#### Passage given
────────────────────────────────────────

# Hasegawa German staff car now FINISHED



## agentsmith (Mar 27, 2005)

Here is the 1/72 scale Mercedes Benz German staff car I just finished earlier today.
This model was built O.O.B. and painted with Model Master enamels and Alclad II Chrome.
For some reason Hasegawa did not include decals with this kit, they give you stickers instead. Actually the stickers work quite well except for the flags...the flags were a complete failure.

The headlights look a bit odd in these pics, I put on a drop of MicroScale Kristal Klear on them to give the lense a better shape and the Kristal Klear was not dry when these pics were taken.

































Agentsmith


----------



## KUROK (Feb 2, 2004)

I like! I like!


----------



## Sgthawker (Apr 20, 2012)

Very nice work for such a small vehicle. As usual your pictures are awesome, especially your b&w.


----------



## John P (Sep 1, 1999)

A wee gem!


----------



## BOXIE (Apr 5, 2011)

Looks good.


----------



## agentsmith (Mar 27, 2005)

Thanks guys!

Expect to see more of this staff car in the background of pics of some of my newer aircraft models.

Agentsmith


----------



## Seaview (Feb 18, 2004)

────────────────────────────────────────

#### Entries provided

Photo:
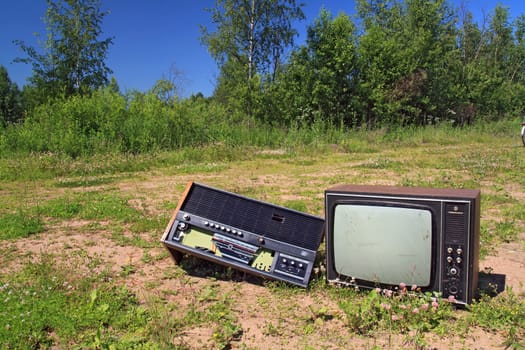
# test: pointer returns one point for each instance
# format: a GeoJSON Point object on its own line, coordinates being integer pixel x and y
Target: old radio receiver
{"type": "Point", "coordinates": [250, 235]}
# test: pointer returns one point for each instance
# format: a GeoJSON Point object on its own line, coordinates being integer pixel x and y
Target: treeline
{"type": "Point", "coordinates": [392, 64]}
{"type": "Point", "coordinates": [413, 62]}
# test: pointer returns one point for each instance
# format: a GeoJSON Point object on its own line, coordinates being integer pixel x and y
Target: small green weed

────────────────────────────────────────

#### Written request 1
Using the staff car thread, say whether each statement agrees with it. For each, answer yes or no and quote the deciding words. (a) Hasegawa supplied decals with the kit. (b) The flags came out well. (c) The model was painted with Model Master enamels.
#### Written request 2
Extend the staff car thread from the point where it stops.
The entries have no role in this work.

#### Output 1
(a) No: "For some reason Hasegawa did not include decals with this kit, they give you stickers instead."
(b) No: "the flags were a complete failure."
(c) Yes: "painted with Model Master enamels and Alclad II Chrome."

#### Output 2
Very nicely done for the scale, AgentSmith! Incidentally, I actually rode in one of those (as a Luftwaffe Flieger Hauptmann) at a WW2 Reenactment 3 years ago; VERY smooth ride! :thumbsup:


----------



## agentsmith (Mar 27, 2005)

Thanks Seaview!
Thats cool that you got to ride in one of these cars, they don't make'em like that anymore.


Agentsmith


----------



## Grahamjohn (Jun 18, 2012)

Looks like you have done another great build Agentsmith. Great detail and brilliant paint job, it really stands out as one of your best.


----------



## agentsmith (Mar 27, 2005)

Thanks Grahamjohn!

This was something very unusual for me, not used to building shiny things.


Agentsmith


----------



## surfsup (Apr 19, 2009)

You have done a lovely job on this one.....Cheers mark


----------



## agentsmith (Mar 27, 2005)

Thank you Mark!

I do like the looks of this car and would not mind building another one in a slightly larger scale.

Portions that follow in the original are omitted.